## BRANO
•••

Il 5 nov. 1294 Carlo II d'Angiò e C. V fecero il loro ingresso a Napoli. Il papa prese alloggio in una cella sistemata appositamente per lui nel Castelnuovo, dove lo andavano a trovare numerosi ambasciatori e pellegrini, tra i quali il capo ghibellino Guido da Montefeltro, che fu assolto dalla scomunica, e forse Dante, venuto in veste di ambasciatore fiorentino (nell'Inferno, III, 60, il poeta riconosce subito "colui che fece per viltade il gran rffluto": lo aveva dunque incontrato forse già prima). Era sempre più evidente che l'ingenuo vegliardo non era in grado di reggere la Chiesa. Nella - "pienezza della sua semplicità", come sottolineavano i suoi avversari, distribuì, talvolta doppiamente, benefici, dignità, prebende personali; la sua dabbenaggine fu sfruttata cinicamente da cardinali come Iacopo Colonna e Hugues Aycelin e dai funzionari della Curia. In questa situazione anche quelli che fino ad allora lo avevano sostenuto, cominciarono a criticarlo; Iacopone da Todi, in una delle sue laudi, lo avvertì dei pericoli inerenti al suo ufficio.

•••

## CONSEGNE
**1.** Nel brano sul papa a Napoli, in quale castello prese alloggio il papa?
**2.** Continua il brano sul papa a Napoli dopo la sua ultima frase.

•••

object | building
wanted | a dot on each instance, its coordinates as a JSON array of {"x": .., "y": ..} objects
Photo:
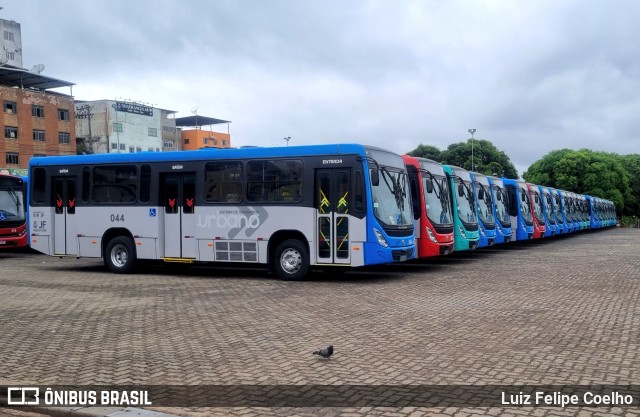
[
  {"x": 12, "y": 44},
  {"x": 197, "y": 137},
  {"x": 113, "y": 126},
  {"x": 36, "y": 121}
]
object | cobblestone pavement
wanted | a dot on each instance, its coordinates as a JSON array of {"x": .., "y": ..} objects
[{"x": 561, "y": 311}]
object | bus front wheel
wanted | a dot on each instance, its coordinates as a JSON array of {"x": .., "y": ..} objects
[
  {"x": 291, "y": 261},
  {"x": 120, "y": 255}
]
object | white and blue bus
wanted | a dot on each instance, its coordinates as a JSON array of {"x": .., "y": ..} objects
[{"x": 289, "y": 208}]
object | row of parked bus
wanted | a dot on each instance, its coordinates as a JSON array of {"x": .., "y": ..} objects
[
  {"x": 457, "y": 210},
  {"x": 289, "y": 208}
]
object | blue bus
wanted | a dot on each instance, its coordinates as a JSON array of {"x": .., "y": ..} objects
[
  {"x": 519, "y": 209},
  {"x": 501, "y": 210},
  {"x": 465, "y": 221},
  {"x": 289, "y": 208},
  {"x": 484, "y": 209},
  {"x": 548, "y": 211}
]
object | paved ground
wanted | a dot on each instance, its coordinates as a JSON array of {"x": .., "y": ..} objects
[{"x": 562, "y": 311}]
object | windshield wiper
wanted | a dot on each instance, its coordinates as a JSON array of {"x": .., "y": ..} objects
[{"x": 398, "y": 190}]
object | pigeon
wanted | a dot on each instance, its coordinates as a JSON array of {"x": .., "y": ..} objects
[{"x": 325, "y": 352}]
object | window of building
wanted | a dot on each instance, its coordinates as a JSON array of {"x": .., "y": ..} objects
[
  {"x": 115, "y": 184},
  {"x": 37, "y": 111},
  {"x": 13, "y": 158},
  {"x": 223, "y": 182},
  {"x": 38, "y": 135},
  {"x": 10, "y": 132},
  {"x": 274, "y": 181},
  {"x": 64, "y": 138},
  {"x": 10, "y": 107}
]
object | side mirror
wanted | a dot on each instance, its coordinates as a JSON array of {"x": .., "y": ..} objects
[
  {"x": 375, "y": 177},
  {"x": 429, "y": 184}
]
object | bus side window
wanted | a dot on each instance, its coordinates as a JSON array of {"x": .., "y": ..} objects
[
  {"x": 359, "y": 194},
  {"x": 513, "y": 203},
  {"x": 39, "y": 186}
]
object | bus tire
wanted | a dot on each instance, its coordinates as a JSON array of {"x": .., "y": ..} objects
[
  {"x": 120, "y": 255},
  {"x": 291, "y": 260}
]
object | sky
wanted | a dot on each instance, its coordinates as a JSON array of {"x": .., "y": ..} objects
[{"x": 530, "y": 76}]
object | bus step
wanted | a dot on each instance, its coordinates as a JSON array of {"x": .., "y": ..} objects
[{"x": 179, "y": 260}]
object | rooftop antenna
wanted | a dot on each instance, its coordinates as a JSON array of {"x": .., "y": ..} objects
[{"x": 37, "y": 69}]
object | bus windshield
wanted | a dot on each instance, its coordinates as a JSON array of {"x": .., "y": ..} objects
[
  {"x": 391, "y": 199},
  {"x": 537, "y": 207},
  {"x": 465, "y": 200},
  {"x": 548, "y": 207},
  {"x": 436, "y": 191},
  {"x": 525, "y": 206},
  {"x": 485, "y": 210},
  {"x": 11, "y": 204}
]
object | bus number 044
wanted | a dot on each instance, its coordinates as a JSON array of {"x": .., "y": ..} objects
[{"x": 117, "y": 218}]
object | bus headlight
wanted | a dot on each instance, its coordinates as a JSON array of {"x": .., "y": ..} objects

•••

## RISULTATI DELL'ESERCIZIO
**1.** Nel Castelnuovo, in una cella sistemata apposta per lui.

**2.**
Così il pontefice cominciò a pensare egli stesso alle sue dimissioni, già immediatamente dopo il suo arrivo a Napoli. Intendeva conferire a tre cardinali il governo della Chiesa per il periodo del digiuno d'Avvento, ma fu impedito da Matteo Rosso Orsini. Quando poi, ai primi di dicembre, cominciarono a circolare voci che egli volesse abdicare definitivamente, i suoi seguaci e Carlo II organizzarono manifestazioni di simpatia davanti al Castelnuovo per convincerlo a desistere dalle sue intenzioni, ma non riuscirono a calmare i tormenti di coscienza del vegliardo. I suoi progetti d'abdicazione dovettero dunque essere esaminati scrupolosamente dal punto di vista giuridico.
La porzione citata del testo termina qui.